**TEXT SEGMENT**:
######

It is featured on the Gudea cylinders as the name of a watercourse from which plaster is taken to build a temple for Ningirsu. “Clay plaster, harmoniously blended clay taken from the Edin canal, has been chosen by Lord Ningirsu with his holy heart, and was painted by Gudea with the splendors of heaven, as if kohl were being poured all over it.”

Thorkild Jacobsen called it the “Idedin” canal, suggesting it was an as yet unidentified “Desert Canal”, which he considered “probably refers to an abandoned canal bed that had filled with the characteristic purplish dune sand still seen in southern Iraq.”

Tiamat

In Mesopotamian Religion Tiamat is a primordial goddess of the ocean, mating with Abzû (the god of fresh water) to produce younger gods. Abzu (or Apsû) fathered upon Tiamat the elder deities Lahmu and Lahamu, a title given to the gatekeepers at Enki’s Abzu/E’engurra-temple in Eridu.

Lahmu and Lahamu, in turn, were the parents of the ‘ends’ of the heavens (Anshar, from an = heaven, shár = horizon, end) and the earth (Kishar); Anshar and Kishar were considered to meet at the horizon, becoming, thereby, the parents of Anu (Heaven) and Ki (Earth).

According to the Babylonian creation epic, the Enûma Elish, taken from the library of Assurbanipal (c 630 BCE) but which is about 500 years older, Tiamat was the “shining” personification of salt water who roared and smote in the chaos of original creation. She and Apsu, a primal being made of fresh water, filled the cosmic abyss with the primeval waters.

######

**INFORMATION PROVIDED**:

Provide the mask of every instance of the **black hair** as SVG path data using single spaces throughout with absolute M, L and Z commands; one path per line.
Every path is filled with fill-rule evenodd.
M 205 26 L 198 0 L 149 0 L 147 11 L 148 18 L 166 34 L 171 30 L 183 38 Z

######

**JOBS**:
1. Please quote from the Mesopotamian mythology text, starting at the words "Thorkild Jacobsen called" and stopping after "Abzu/E’engurra-temple in Eridu.".
2. Answer these questions from the Mesopotamian mythology text.
(a) What canal is the clay plaster taken from?
(b) Which two deities were the parents of Anu and Ki?
(c) From whose library was the Enûma Elish taken?

**SOLUTIONS TO THE PROBLEMS**:
1.
Thorkild Jacobsen called it the “Idedin” canal, suggesting it was an as yet unidentified “Desert Canal”, which he considered “probably refers to an abandoned canal bed that had filled with the characteristic purplish dune sand still seen in southern Iraq.”

Tiamat

In Mesopotamian Religion Tiamat is a primordial goddess of the ocean, mating with Abzû (the god of fresh water) to produce younger gods. Abzu (or Apsû) fathered upon Tiamat the elder deities Lahmu and Lahamu, a title given to the gatekeepers at Enki’s Abzu/E’engurra-temple in Eridu.

2.
(a) The Edin canal.
(b) Anshar and Kishar.
(c) The library of Assurbanipal.